Work to complete: Quote, without any change, the line that contains "the new york" and all lines that follow it to the end of the data below.

++++

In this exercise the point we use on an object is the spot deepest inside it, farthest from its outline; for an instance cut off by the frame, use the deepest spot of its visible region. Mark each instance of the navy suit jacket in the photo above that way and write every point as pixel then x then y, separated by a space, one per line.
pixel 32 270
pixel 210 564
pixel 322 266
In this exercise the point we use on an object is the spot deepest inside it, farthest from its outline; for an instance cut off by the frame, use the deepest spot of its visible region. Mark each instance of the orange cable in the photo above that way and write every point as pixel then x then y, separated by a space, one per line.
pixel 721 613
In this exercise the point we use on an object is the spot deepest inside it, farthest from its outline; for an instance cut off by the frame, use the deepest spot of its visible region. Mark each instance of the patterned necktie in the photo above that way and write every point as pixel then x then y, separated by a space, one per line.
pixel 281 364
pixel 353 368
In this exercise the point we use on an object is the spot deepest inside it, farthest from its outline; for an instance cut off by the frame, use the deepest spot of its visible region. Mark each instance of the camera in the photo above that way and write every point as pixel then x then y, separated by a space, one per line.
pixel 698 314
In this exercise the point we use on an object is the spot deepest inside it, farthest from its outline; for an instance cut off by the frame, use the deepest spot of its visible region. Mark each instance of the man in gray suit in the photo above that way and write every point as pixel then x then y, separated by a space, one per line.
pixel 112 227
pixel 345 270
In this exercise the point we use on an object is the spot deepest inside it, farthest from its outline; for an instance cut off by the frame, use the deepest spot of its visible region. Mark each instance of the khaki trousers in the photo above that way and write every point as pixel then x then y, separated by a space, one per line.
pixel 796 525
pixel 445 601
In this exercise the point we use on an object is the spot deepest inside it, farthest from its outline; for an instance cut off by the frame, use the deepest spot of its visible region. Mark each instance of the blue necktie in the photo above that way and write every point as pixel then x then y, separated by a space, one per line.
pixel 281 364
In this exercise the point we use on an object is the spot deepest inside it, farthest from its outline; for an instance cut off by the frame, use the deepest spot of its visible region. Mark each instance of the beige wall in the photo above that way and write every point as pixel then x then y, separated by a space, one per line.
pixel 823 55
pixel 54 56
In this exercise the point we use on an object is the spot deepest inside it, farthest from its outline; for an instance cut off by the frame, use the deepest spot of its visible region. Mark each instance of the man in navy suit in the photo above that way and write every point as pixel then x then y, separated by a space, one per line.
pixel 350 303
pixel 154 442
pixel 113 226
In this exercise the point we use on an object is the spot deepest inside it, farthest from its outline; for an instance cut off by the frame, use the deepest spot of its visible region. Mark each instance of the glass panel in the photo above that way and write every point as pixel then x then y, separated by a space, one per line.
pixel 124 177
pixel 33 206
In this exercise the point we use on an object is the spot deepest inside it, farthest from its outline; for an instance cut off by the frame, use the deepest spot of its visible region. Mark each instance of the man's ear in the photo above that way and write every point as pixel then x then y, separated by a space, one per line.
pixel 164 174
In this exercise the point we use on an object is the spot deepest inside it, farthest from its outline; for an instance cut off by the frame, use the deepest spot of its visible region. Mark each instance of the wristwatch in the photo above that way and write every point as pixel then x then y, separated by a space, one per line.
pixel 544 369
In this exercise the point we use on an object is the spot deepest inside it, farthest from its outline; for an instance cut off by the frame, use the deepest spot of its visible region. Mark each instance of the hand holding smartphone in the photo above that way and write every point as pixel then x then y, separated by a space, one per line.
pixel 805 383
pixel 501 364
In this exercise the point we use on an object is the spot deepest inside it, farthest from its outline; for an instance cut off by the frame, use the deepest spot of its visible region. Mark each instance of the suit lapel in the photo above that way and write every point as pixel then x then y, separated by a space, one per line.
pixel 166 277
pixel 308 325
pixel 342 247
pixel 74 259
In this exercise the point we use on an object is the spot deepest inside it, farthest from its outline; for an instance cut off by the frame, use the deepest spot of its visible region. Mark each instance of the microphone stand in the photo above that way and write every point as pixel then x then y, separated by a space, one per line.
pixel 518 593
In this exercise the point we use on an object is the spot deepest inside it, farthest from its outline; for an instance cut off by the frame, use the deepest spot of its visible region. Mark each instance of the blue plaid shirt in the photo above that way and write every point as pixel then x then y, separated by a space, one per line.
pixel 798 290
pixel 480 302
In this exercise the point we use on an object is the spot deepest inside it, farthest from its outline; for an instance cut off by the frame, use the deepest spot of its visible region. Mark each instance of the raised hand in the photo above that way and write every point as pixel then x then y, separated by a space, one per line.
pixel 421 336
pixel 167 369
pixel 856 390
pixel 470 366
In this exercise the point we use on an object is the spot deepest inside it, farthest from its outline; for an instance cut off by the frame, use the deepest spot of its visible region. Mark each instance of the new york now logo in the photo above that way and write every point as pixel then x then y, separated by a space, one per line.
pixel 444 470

++++

Answer to the problem:
In this exercise the point we use on an object is the spot deepest inside it, farthest from its outline; for an instance cut off by the frame, use the deepest spot of its visible region. Mark each instance of the new york now logo in the photo above that way and write every point as pixel then x then y, separated by a space, one per line.
pixel 444 470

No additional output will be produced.